## WHAT IS REQUIRED
Please copy everything in the hospital study text from "Local application of" down to "sent to them.", substituting "autonomy" for "self-determination".

## PAGE TEXT
------------------------

Rigour of data analysis

The study consisted of 25 mid-level managers employed in two Victorian hospitals. Only the managers that were applying EIDM in their roles were assessed. The researchers sent invitations for involvement in the study to level four managers in the two hospitals in Victoria. Those that accepted the invitation and met the inclusion criteria formed the study sample. A sample size of 25 is not an adequate representation of two public hospitals in Victoria. However, the sample size is appropriate for the study objective which is aimed at assessing the competence levels of health service managers. Furthermore, the sample size meets the inclusion criteria making it much more appropriate for the study.

The ethical approval of the study was obtained from the La Trobe University before the commencement of the research. Since the study comprised of participants who had been requested to volunteer for the study, it is therefore inferred that an informed consent was obtained for those who accepted to participate (Tam et al., 2015). Participants’ confidentiality of those who completed the assessments was achieved through generating a combined outcomes of the mean scores of their response.

The outcomes are presented in themes that are relevant to the research questions such as competency scores and the strengths and weaknesses of the participants. The outcomes were measured in the form of mean, maximum, median, minimum, and a 7 point Likert scale (Croasmun, and Ostrom, 2011). The measures used in the outcome are most appropriate because the objective of the study was to examine the competence of EIDM amongst health service managers.

The outcomes are generalizable to health service managers because they are an actual representation of the practices of health managers who are always faced with decision making. The outcomes of the study can also be applicable to any population of health managers outside Victoria and in any healthcare centre. The conclusion of the study is justifiable since it reviews the methodology approach and the findings based on each theme under discussion, thus ensuring that the major themes under discussion are addressed as well as the answers to the research questions.

The findings of the study have organizational policy implications. The findings disapprove the common belief that health service managers are not well equipped to use EIDM in their practice. Therefore the findings point out the specific factors that could enhance and foster the use of EIDM at the level of management based on a critical review of the findings of Liang Liang, Howard, and Wollersheim (2017, pg. 18). The study recommends strategies to ensure effective management, and policy makers can find these findings useful when reviewing or formulating administrative policies for their healthcare centres.

Local application of the results

Informed consent implies the awareness of the objective of a study by a potential respondent and the willingness and intelligent decision to accept to be involved in the study (Fouka and Mantzorou, 2011).  Informed consent aims at protecting the individual liberty and integrity through self-determination. In the study by Liang Liang, Howard, and Wollersheim informed consent is inferred since the participants voluntarily decided to be included in the study after an invitation was sent to them.

According to De Casterlé et al. (2008) anonymity is achieved when the identity of the subjects cannot be associated with individual feedbacks, whereas confidentiality is the management of private information with an objective of protecting the identity of the subjects (Parahoo, 2014). Confidentiality and anonymity of the participants was achieved in the study by combining the outcomes after calculating the mean scores of their responses.

The ethical approval for the study was given by the La Trobe University. This implies that various aspects of ethical considerations were reviewed such as confidentiality, anonymity among others not directly indicated in the study.

------------------------

## DATA
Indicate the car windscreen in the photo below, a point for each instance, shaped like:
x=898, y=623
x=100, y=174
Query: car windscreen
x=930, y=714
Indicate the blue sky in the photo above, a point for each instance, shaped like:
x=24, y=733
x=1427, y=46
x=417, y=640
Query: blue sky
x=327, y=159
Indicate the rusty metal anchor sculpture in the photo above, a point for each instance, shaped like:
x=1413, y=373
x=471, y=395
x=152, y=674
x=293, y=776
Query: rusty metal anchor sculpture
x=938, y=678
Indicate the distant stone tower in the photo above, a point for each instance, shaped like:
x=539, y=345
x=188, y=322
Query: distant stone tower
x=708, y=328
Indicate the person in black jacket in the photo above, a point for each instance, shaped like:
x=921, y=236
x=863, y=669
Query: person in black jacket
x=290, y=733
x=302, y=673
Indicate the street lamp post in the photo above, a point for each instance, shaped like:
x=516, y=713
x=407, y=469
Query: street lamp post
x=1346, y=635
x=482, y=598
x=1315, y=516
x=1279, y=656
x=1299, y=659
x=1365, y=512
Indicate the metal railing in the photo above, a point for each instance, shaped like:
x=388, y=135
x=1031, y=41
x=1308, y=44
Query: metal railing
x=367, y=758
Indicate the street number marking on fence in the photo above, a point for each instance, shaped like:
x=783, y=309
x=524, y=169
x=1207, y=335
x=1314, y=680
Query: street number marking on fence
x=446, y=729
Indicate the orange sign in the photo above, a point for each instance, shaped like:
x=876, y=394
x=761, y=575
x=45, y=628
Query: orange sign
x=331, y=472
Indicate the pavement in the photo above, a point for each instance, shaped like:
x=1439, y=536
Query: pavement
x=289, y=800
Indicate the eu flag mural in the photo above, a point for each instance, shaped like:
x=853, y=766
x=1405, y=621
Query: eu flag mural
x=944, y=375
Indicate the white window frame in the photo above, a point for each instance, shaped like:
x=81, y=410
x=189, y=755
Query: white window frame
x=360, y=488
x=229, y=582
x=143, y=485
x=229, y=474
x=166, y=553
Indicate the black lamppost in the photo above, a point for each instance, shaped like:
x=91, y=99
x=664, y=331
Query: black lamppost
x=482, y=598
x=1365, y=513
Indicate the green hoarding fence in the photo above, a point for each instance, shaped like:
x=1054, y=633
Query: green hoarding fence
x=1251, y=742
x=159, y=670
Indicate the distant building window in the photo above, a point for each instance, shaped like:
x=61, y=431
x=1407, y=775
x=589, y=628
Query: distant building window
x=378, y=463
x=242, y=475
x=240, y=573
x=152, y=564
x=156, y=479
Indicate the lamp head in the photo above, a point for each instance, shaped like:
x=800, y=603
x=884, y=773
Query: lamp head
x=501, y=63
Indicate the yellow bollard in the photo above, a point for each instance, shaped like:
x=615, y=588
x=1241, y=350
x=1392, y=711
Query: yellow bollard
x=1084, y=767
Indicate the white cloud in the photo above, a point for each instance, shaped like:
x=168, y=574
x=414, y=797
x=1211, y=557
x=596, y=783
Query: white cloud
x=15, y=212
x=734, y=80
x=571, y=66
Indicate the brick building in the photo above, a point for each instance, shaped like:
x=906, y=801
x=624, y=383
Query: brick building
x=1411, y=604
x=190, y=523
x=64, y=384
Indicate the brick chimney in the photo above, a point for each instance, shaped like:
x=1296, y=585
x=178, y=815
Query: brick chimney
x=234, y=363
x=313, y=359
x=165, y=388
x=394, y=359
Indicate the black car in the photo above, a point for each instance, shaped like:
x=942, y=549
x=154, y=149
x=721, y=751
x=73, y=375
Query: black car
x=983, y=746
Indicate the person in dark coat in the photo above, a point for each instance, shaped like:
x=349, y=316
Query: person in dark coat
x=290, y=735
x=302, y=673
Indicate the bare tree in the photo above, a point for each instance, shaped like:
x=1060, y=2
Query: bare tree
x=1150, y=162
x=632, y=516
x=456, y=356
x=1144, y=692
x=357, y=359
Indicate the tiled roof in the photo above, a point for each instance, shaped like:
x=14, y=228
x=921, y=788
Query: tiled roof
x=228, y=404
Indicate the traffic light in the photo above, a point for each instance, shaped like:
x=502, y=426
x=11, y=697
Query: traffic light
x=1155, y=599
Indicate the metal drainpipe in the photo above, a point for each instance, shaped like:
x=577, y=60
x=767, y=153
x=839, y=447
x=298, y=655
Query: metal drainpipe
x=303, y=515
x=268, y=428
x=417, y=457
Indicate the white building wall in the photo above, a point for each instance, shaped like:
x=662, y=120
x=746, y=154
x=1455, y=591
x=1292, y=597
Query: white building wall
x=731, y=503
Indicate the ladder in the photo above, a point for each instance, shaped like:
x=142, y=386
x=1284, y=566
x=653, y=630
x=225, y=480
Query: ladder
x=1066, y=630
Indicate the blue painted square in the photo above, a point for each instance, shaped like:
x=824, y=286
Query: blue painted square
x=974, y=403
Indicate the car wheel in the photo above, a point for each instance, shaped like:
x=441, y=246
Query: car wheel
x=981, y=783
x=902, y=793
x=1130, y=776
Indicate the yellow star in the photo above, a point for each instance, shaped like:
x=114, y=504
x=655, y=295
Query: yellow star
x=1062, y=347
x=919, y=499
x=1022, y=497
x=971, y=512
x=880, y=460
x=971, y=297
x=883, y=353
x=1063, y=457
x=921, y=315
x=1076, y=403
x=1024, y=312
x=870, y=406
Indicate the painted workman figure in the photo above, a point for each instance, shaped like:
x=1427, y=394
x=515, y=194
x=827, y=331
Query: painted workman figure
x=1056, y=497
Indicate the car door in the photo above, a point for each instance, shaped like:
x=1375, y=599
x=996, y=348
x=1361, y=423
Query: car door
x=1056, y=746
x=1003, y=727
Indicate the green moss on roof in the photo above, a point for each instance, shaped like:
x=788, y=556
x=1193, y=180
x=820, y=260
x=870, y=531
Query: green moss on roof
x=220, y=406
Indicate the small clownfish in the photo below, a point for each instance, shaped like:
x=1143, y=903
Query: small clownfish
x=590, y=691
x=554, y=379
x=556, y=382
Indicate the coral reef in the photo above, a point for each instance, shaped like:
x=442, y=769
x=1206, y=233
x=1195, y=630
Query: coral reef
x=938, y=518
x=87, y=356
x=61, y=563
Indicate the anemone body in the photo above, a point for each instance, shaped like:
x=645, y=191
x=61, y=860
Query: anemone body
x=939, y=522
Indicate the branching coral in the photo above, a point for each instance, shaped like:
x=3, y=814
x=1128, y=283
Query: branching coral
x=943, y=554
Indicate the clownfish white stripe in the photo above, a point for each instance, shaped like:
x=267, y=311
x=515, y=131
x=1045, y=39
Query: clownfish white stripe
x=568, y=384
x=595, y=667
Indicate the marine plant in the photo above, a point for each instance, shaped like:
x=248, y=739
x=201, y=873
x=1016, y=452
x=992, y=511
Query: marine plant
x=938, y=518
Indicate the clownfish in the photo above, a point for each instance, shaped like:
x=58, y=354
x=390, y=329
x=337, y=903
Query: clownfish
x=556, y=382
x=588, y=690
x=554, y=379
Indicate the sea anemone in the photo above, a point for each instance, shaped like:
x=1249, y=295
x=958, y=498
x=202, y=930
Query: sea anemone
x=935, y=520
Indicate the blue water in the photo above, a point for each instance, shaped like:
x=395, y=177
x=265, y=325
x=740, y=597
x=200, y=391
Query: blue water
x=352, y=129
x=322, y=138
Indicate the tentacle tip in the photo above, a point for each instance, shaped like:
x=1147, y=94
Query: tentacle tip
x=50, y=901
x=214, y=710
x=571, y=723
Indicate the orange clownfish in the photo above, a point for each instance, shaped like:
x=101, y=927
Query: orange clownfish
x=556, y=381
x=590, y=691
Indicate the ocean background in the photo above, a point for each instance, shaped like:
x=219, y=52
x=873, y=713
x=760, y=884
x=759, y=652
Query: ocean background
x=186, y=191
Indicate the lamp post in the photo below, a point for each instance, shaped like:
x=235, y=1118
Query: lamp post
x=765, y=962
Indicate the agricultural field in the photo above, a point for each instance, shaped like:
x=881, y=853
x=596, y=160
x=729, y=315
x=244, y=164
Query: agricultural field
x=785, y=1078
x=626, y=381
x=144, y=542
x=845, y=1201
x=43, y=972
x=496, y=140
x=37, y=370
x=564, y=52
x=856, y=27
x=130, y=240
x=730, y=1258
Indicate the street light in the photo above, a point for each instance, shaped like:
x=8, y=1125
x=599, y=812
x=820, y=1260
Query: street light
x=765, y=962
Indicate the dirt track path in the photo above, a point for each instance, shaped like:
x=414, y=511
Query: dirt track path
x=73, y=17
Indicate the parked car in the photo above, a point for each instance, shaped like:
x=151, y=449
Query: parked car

------------------------

## YOUR RESPONSE
Local application of the results

Informed consent implies the awareness of the objective of a study by a potential respondent and the willingness and intelligent decision to accept to be involved in the study (Fouka and Mantzorou, 2011).  Informed consent aims at protecting the individual liberty and integrity through autonomy. In the study by Liang Liang, Howard, and Wollersheim informed consent is inferred since the participants voluntarily decided to be included in the study after an invitation was sent to them.